### Referring expression data
========

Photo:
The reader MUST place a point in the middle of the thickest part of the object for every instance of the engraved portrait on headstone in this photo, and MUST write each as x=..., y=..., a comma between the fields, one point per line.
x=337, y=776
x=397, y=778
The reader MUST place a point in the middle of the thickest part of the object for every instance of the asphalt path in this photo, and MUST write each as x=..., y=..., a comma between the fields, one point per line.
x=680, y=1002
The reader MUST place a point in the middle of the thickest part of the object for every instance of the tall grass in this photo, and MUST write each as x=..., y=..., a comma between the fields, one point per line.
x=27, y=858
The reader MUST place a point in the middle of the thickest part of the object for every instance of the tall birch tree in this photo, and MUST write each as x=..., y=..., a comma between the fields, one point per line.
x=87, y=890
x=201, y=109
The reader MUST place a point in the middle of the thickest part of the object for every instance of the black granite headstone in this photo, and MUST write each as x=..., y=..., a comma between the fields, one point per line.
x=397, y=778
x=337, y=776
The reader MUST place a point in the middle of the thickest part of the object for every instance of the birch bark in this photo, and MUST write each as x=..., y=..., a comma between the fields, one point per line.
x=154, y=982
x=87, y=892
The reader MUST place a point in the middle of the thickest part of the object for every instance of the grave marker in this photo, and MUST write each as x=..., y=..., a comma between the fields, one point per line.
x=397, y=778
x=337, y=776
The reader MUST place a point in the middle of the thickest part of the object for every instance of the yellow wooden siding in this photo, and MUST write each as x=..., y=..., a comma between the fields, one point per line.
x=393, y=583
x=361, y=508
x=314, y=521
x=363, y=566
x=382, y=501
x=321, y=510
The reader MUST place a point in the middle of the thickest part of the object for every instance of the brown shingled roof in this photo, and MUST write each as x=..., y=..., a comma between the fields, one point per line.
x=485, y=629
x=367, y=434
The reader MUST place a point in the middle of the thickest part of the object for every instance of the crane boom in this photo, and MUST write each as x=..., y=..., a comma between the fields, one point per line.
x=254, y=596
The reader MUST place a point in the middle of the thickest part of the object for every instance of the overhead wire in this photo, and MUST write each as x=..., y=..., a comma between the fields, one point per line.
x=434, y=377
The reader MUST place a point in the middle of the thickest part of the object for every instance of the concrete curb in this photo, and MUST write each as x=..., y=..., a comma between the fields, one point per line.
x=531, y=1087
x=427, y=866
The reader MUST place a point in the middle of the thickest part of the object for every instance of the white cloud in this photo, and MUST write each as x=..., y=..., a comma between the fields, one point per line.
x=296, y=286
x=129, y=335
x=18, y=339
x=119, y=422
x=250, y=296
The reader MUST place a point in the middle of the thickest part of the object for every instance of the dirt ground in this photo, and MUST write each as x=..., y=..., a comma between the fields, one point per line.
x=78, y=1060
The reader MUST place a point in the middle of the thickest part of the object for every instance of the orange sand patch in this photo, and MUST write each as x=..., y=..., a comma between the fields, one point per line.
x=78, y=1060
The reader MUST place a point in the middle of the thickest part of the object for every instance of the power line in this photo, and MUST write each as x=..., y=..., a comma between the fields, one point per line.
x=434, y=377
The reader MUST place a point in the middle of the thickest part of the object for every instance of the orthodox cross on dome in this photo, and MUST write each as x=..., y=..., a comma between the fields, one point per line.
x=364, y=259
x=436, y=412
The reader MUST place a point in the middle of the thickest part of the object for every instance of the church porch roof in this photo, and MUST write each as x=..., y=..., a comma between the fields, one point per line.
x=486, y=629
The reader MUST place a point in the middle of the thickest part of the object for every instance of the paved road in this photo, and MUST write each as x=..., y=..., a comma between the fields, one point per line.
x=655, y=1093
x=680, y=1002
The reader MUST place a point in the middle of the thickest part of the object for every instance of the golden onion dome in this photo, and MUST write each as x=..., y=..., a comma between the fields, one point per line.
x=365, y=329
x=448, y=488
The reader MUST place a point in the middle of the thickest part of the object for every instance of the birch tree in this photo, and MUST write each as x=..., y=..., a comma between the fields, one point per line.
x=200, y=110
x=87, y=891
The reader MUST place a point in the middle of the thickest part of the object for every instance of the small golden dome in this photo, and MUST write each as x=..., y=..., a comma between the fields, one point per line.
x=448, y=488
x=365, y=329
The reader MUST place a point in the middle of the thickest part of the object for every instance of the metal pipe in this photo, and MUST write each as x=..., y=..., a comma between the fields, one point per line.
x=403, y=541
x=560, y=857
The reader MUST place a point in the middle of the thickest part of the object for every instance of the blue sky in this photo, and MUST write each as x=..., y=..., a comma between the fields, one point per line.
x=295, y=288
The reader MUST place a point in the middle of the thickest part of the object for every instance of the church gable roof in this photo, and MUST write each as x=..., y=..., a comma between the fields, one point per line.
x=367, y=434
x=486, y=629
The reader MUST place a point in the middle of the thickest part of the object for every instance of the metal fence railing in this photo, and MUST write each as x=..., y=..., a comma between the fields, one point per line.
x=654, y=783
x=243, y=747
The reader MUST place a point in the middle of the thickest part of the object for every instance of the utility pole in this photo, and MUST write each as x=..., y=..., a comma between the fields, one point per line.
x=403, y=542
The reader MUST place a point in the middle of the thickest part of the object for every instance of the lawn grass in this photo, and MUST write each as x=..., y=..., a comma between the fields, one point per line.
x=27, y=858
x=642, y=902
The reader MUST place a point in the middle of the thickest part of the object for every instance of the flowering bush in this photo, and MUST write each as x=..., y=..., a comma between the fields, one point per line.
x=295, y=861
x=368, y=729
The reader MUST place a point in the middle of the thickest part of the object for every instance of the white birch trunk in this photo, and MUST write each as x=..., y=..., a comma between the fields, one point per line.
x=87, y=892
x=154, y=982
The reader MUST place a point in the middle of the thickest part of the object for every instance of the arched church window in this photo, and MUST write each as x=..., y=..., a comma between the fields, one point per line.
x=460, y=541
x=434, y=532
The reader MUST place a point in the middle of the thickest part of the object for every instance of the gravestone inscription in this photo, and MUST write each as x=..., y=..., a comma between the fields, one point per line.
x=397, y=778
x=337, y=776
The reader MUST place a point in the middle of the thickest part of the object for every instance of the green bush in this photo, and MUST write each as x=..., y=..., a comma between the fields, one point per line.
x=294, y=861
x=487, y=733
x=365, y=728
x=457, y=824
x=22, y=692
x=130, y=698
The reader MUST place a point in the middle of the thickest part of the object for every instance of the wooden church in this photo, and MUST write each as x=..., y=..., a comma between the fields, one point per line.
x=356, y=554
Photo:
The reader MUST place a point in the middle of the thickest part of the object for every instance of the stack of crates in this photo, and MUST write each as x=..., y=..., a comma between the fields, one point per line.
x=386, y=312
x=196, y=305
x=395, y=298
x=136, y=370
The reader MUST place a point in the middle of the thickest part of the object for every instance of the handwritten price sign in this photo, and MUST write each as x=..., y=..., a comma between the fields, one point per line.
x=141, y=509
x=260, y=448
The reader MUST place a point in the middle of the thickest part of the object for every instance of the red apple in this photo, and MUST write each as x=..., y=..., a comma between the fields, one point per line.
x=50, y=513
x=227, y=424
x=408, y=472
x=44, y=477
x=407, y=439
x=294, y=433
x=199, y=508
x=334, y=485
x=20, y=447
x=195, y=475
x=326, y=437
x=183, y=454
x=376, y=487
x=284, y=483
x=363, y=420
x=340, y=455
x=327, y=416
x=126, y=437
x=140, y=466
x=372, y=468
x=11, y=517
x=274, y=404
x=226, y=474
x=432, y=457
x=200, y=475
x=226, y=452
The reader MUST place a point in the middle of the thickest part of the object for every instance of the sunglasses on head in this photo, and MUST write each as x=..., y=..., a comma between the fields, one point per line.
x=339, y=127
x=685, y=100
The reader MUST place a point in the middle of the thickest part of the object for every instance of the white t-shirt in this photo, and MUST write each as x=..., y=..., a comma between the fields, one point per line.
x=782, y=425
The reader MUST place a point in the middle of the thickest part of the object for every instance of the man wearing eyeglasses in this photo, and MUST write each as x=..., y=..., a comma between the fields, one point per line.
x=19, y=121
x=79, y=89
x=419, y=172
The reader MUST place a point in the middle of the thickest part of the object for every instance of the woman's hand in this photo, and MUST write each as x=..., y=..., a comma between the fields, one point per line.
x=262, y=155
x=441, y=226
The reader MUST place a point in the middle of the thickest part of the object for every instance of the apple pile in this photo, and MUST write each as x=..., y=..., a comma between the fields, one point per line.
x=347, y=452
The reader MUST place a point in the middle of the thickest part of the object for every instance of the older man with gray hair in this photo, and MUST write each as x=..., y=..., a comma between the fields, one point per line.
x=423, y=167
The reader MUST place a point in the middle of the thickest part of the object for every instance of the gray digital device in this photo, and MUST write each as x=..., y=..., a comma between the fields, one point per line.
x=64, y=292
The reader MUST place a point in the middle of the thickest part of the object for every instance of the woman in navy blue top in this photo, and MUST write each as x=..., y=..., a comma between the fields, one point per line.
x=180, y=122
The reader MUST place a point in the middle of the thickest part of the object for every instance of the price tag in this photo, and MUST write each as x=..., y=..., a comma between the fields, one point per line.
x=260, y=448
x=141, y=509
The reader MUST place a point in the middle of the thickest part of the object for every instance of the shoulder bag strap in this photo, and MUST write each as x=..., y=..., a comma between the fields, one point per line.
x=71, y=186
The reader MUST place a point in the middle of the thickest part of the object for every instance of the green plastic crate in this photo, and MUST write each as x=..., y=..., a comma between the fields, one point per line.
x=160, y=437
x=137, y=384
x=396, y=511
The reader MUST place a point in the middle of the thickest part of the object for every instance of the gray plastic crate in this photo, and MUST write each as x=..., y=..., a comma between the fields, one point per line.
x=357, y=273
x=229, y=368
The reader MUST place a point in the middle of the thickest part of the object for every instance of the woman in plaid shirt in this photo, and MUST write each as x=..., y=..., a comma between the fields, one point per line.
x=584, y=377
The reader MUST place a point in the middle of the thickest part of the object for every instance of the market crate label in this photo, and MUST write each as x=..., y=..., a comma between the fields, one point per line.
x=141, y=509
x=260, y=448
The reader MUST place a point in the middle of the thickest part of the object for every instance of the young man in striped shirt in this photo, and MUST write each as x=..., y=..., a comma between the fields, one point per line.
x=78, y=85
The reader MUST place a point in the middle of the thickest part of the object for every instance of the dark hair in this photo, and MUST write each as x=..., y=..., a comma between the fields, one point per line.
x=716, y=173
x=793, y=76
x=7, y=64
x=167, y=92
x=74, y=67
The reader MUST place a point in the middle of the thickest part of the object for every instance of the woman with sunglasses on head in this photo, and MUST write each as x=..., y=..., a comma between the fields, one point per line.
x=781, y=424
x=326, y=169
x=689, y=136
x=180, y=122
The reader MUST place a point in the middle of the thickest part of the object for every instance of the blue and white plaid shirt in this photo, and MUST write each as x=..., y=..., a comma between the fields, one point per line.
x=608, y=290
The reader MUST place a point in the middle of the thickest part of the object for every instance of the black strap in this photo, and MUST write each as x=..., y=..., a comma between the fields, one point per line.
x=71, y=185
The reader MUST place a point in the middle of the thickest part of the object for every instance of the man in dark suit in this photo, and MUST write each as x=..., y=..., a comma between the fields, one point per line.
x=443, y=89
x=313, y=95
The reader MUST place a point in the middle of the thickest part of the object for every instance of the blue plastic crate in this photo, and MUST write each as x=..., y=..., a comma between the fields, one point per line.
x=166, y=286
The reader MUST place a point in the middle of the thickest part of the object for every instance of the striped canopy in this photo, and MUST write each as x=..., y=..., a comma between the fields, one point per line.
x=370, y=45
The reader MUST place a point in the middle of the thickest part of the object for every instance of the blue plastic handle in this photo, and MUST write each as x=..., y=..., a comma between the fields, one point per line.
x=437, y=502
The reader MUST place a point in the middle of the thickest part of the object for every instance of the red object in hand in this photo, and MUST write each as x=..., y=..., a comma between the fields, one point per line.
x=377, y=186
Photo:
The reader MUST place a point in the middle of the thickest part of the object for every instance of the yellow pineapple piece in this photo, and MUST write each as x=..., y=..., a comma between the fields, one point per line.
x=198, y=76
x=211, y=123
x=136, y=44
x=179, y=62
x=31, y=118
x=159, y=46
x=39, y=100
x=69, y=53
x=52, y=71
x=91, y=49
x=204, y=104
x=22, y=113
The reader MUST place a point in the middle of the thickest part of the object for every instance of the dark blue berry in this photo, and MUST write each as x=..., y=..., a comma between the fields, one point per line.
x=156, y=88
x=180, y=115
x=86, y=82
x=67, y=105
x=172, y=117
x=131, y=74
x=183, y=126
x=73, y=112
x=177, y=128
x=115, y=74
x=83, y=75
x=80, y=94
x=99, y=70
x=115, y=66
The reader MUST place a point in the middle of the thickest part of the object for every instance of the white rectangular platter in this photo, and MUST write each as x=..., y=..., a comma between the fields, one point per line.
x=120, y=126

========

### TASK OBJECTIVE
Could you output exactly the lines from the one containing "the red object" to the end of the entries above, both included, and no others?

### ANSWER TO THE PROBLEM
The reader MUST place a point in the middle of the thickest part of the object for every instance of the red object in hand in this photo, and MUST write each as x=..., y=..., a comma between the fields, one point per line.
x=377, y=186
Photo:
The reader MUST place a point in the middle of the thickest part of the object for every instance of the yellow pineapple piece in this photo, and MUST write each as x=..., y=..., a comma between the fields, one point per line.
x=198, y=76
x=211, y=123
x=136, y=44
x=179, y=62
x=31, y=118
x=159, y=46
x=39, y=100
x=69, y=53
x=52, y=71
x=91, y=49
x=204, y=104
x=22, y=113
The reader MUST place a point in the middle of the thickest part of the object for every instance of the dark blue berry in this photo, and MUST write each as x=..., y=..., a comma between the fields, one point per line.
x=156, y=88
x=180, y=115
x=86, y=82
x=67, y=105
x=172, y=117
x=131, y=74
x=183, y=126
x=73, y=112
x=177, y=128
x=115, y=74
x=83, y=75
x=80, y=94
x=99, y=70
x=115, y=66
The reader MUST place a point in the middle of the thickest part of the object for every instance of the white rectangular platter in this photo, and MUST write each as x=..., y=..., a comma between the fields, one point per line.
x=120, y=126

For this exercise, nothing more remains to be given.